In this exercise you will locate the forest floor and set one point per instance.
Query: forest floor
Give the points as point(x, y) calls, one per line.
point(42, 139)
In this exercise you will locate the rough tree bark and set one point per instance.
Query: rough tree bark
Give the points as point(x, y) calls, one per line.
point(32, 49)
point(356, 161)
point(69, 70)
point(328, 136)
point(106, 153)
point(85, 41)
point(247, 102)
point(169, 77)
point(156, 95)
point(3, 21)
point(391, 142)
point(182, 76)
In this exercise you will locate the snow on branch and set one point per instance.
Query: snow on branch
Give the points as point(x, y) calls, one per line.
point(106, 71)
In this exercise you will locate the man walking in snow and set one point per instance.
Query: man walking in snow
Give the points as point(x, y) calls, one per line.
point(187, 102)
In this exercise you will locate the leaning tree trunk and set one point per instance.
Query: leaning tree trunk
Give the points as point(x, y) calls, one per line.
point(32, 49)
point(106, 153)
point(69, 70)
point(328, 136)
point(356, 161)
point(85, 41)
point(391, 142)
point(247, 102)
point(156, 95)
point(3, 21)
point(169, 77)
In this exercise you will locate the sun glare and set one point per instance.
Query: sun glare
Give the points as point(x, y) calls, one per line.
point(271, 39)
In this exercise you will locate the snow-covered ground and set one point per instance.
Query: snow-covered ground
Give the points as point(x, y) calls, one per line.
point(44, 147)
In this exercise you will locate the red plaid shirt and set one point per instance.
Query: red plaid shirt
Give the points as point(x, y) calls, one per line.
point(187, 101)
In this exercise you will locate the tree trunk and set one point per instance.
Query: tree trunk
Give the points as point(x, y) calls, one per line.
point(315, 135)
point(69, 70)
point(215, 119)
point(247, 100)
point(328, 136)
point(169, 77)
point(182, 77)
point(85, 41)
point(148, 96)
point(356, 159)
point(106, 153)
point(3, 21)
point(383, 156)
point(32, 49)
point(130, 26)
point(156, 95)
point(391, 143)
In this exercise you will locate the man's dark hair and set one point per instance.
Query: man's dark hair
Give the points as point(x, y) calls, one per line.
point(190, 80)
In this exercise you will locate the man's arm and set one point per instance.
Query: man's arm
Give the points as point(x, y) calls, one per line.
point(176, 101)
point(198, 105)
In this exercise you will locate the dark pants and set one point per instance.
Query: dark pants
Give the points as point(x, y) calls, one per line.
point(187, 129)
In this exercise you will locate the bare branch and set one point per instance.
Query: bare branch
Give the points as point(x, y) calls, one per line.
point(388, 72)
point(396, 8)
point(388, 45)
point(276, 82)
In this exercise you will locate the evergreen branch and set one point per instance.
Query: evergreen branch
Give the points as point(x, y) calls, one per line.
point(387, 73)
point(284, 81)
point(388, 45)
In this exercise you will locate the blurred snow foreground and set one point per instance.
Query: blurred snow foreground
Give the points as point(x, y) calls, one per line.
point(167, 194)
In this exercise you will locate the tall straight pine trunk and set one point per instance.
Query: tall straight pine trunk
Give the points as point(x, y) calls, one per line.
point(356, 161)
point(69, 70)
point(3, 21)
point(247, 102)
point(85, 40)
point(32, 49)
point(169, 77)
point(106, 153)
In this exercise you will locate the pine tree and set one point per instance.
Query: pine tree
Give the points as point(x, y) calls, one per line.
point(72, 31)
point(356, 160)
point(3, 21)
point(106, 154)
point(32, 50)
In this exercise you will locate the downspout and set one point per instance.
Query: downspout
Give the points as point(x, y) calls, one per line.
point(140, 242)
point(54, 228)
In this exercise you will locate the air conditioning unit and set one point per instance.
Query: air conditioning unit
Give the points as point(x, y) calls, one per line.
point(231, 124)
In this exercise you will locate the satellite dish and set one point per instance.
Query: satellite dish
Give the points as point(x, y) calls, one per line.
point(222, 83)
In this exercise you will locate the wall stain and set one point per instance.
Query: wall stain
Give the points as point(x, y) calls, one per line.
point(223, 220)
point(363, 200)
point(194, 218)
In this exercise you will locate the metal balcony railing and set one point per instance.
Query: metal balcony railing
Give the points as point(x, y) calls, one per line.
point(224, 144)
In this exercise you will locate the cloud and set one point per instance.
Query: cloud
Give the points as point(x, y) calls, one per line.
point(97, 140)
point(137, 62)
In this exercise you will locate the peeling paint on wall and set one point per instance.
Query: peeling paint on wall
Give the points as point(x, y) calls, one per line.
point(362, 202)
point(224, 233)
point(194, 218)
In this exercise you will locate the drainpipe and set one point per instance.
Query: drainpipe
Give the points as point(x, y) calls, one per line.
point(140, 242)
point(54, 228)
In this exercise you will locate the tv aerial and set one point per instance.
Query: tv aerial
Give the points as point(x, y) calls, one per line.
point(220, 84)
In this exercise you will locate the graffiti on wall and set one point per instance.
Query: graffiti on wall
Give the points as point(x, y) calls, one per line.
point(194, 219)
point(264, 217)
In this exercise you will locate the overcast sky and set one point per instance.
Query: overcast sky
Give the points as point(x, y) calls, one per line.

----

POLECENIE: Przeskaluj i przepisz wszystkie wiersze od tego, który zawiera „In this exercise you will locate the tv”, aż do tego, który zawiera „point(264, 217)”, włącznie z obydwoma i razem z treścią poleceń. Każdą współrzędną punktów w odpowiedziach pomnóż przez 2,55 i zaokrąglij do liczby całkowitej, połówki w górę.

ROZWIĄZANIE ZADANIA:
In this exercise you will locate the tv aerial and set one point per instance.
Query: tv aerial
Give the points as point(x, y) calls, one per line.
point(561, 214)
In this exercise you will locate the graffiti on wall and set one point per instance.
Query: graffiti on wall
Give the points as point(x, y) calls, one per line.
point(495, 558)
point(673, 553)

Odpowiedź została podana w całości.